─── Supplied text
Marc Kerins: Inspect PCAP Files Using AWS Lambda

AWS Lambda is a service that allows you to run code without provisioning a server. This has some interesting possibilities especially when processing data asynchronously. When I first started learning about Lambda most of the examples were about resizing images. I work with PCAP files on a daily basis and have used scapy for several years so thought it would be a good experiment to use Lambda to do some simple PCAP inspection.

It will work something like this:

A PCAP file is uploaded to a specific S3 bucket.
The bucket will trigger an event and notify the Lambda function.
The Lambda function will load the PCAP file from S3 and extract MAC addresses.
The manufacturer of the network interface will be looked up using an external API.

We'll be keeping track of the technical debt accumulated and address it after we have a working proof of concept. If you want to put a more positive spin on it, you can call it opportunities for improvement. Let's get started.

It's always a good idea to set up a virtual environment when starting a Python project, no matter how small. Let's set up a virtual environment making sure to use Python 2.7 and install scapy

$ mkdir inspect-pcap-lambda && cd inspect-pcap-lambda
$ virtualenv --python=python2.7 env
$ source env/bin/activate
$ pip freeze > pre_scapy.txt
$ pip install scapy
$ pip freeze > post_scapy.txt

You'll see why I captured the output of pip freeze both before and after I installed scapy later on in the post. scapy has a very useful REPL interface that can be loaded by simply running:

$ scapy

It's a great way to learn about the tool and I recommend exploring it further. We'll be writing a normal python script so scapy will be imported. To make things easier, we'll structure our script to match what is expected by AWS Lambda:

from __future__ import print_function

import scapy


def handler(event, context):  
    pass

The handler function is the entrypoint for the Lambda function. It can be called anything you want as the module will be imported. We'll call this file inspect_pcap.py so when running our Lambda function inspect_pcap.handler(event, context) will be called.

Let's start using scapy to inspect a PCAP file. There are lots of places where you can download PCAP files but you can easily create your own. Make sure all other applications are closed to keep from cluttering up the capture and start tcpdump in one terminal:

$ sudo sudo tcpdump -i enp0s3 -s 1514 -w wget_google.pcap

In another terminal make a simple HTTP request to Google:

$ wget http://www.google.com

In the first terminal press Ctrl-C to stop the capture. It should output the number of packets capture. My capture was 29 and it shouldn't be too much more than that. Take a look at your capture by reading it:

$ tcpdump -r wget_google.pcap
reading from file wget_google.pcap, link-type EN10MB (Ethernet)  
...
13:24:16.047269 IP 10.1.1.34.42683 > 10.1.1.1.domain: 63805+ A? www.google.com. (32)  
13:24:16.066879 IP 10.1.1.1.domain > 10.1.1.34.42683: 63805 1/0/0 A 172.217.7.164 (48)  
...

The packets shown represent a host at 10.1.1.34 performing a DNS lookup for www.google.com and a DNS server at 10.1.1.1 returning the IP address.
──────
─── Data section
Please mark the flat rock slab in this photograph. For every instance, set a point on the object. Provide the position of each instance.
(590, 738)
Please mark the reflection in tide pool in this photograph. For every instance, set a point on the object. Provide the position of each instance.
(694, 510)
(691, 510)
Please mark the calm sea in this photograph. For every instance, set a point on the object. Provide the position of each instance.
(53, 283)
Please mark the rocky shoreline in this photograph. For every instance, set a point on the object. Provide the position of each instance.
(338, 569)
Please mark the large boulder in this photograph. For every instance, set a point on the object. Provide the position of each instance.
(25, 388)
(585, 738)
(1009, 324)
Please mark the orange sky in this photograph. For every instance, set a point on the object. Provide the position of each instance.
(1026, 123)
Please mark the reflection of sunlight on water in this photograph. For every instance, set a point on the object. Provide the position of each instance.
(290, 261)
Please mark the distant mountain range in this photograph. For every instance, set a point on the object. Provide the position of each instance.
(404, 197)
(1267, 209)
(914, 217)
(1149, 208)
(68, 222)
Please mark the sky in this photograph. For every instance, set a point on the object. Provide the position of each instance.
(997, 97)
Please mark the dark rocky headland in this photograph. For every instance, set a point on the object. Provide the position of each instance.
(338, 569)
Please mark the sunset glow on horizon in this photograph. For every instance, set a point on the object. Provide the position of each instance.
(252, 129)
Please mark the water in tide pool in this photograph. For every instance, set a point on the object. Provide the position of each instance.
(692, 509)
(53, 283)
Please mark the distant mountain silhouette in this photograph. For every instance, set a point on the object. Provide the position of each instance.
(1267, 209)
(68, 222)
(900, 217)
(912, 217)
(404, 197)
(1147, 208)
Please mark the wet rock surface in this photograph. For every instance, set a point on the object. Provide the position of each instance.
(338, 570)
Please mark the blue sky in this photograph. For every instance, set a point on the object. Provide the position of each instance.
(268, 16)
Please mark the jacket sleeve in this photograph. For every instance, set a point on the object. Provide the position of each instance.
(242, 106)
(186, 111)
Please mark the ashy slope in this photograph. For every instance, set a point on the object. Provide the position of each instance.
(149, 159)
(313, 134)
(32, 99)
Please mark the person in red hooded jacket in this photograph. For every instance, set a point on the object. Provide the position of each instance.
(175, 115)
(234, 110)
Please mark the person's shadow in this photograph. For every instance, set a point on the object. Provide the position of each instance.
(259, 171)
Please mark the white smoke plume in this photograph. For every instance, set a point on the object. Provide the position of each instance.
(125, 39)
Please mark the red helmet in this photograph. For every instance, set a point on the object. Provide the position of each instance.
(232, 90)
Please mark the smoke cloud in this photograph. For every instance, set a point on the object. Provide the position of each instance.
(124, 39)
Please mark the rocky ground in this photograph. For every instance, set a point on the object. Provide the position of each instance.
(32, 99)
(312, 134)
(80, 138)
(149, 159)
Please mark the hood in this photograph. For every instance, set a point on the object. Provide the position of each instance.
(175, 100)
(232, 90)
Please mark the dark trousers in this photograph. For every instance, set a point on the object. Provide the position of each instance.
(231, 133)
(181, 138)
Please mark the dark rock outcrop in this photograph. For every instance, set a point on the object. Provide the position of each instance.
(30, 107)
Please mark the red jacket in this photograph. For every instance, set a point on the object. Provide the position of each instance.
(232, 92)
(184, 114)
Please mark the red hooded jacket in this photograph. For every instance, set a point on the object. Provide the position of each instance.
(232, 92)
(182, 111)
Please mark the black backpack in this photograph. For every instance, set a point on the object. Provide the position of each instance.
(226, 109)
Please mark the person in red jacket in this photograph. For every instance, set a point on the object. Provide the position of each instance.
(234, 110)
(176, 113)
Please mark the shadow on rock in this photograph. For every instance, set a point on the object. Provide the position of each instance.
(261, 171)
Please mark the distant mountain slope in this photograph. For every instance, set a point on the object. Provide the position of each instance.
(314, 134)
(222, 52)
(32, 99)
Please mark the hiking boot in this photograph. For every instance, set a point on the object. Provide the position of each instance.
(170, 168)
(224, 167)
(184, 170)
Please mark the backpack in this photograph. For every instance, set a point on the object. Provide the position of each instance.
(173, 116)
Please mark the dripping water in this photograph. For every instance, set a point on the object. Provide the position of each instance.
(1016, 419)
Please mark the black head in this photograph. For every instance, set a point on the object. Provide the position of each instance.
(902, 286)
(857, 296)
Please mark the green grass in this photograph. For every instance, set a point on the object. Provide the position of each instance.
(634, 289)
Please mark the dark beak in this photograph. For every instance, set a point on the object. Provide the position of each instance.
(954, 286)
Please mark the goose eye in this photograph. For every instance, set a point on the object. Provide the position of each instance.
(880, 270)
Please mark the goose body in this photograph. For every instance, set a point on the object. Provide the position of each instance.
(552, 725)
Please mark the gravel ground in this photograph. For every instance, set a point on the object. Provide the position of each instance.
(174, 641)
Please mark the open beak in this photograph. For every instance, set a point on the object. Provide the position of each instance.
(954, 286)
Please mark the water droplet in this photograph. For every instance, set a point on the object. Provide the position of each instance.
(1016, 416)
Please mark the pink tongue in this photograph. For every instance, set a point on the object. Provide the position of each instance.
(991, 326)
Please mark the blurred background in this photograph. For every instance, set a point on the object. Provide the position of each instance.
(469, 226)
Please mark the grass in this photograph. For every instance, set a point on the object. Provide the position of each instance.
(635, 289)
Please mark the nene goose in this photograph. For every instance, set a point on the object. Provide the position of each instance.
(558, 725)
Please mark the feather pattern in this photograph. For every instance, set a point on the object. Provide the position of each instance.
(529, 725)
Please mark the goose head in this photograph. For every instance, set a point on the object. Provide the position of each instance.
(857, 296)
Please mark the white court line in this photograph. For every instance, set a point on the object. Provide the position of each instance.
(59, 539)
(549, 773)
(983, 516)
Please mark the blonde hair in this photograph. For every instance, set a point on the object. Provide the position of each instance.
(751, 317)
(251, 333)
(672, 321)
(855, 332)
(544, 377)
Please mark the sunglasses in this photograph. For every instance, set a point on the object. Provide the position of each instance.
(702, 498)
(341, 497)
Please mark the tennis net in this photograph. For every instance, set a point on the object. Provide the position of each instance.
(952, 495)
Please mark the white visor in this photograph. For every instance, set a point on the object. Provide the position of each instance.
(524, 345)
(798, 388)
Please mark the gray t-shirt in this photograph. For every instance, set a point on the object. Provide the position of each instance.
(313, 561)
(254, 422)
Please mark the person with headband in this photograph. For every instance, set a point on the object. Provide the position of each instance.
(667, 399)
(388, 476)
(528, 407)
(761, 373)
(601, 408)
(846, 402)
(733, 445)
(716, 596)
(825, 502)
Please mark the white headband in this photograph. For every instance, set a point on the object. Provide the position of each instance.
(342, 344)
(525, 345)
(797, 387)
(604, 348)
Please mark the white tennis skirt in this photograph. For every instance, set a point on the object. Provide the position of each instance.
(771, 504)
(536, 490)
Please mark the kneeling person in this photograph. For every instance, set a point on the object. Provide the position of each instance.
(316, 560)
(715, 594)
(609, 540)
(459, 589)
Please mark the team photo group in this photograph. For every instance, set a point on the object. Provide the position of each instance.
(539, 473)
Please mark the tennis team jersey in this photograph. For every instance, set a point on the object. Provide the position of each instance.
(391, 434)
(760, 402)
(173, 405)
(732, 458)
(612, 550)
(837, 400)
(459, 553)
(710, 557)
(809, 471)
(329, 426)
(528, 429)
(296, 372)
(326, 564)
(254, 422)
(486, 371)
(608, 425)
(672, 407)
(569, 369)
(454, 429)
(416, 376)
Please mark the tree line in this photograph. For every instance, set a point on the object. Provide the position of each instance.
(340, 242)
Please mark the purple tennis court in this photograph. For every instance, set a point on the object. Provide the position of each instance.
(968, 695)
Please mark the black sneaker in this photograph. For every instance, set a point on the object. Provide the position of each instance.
──────
Print the section of the article on inspecting PCAP files with AWS Lambda that opens with the words "We'll be keeping" and ends after the words "Let's get started.", keeping its wording unchanged.

We'll be keeping track of the technical debt accumulated and address it after we have a working proof of concept. If you want to put a more positive spin on it, you can call it opportunities for improvement. Let's get started.